### Short task
Write out the data below word for word, from its first line through the line with "pixel 544 98", including both of those lines.

** BEGIN Extracted data **

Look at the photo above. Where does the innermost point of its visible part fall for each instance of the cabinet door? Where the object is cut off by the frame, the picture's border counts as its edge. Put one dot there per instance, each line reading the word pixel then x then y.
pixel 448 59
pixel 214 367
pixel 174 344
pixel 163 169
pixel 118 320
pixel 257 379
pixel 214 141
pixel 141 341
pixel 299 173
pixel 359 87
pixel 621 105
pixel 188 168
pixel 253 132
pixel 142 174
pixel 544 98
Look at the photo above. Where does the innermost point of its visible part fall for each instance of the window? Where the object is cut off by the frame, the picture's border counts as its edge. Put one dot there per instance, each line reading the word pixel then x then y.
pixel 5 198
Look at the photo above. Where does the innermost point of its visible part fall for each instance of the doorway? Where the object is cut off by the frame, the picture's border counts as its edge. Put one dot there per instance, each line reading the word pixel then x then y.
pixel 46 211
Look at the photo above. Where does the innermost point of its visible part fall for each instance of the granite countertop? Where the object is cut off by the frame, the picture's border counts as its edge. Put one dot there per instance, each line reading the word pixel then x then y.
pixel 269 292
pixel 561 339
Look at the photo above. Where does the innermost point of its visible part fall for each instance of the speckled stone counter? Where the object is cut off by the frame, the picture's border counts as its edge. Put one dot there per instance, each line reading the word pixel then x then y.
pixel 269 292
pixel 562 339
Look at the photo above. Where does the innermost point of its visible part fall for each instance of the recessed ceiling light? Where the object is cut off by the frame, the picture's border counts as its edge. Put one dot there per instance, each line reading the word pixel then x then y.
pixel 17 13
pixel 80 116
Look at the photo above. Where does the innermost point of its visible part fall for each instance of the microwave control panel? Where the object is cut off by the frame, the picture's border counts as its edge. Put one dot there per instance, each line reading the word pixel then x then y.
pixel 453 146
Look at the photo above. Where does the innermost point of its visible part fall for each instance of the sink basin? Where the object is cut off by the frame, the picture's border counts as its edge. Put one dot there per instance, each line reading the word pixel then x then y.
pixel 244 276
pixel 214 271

** END Extracted data **

### Correct output
Look at the photo above. Where does the innermost point of its visible part fall for each instance of the cabinet door? Where the object is cut off by the frame, the picture's border counts as its edge. Put one dot there per instance, each line reading the word pixel then x then y.
pixel 448 59
pixel 214 367
pixel 174 344
pixel 163 169
pixel 118 320
pixel 257 379
pixel 214 141
pixel 141 341
pixel 299 173
pixel 359 87
pixel 621 105
pixel 188 168
pixel 253 132
pixel 142 174
pixel 544 98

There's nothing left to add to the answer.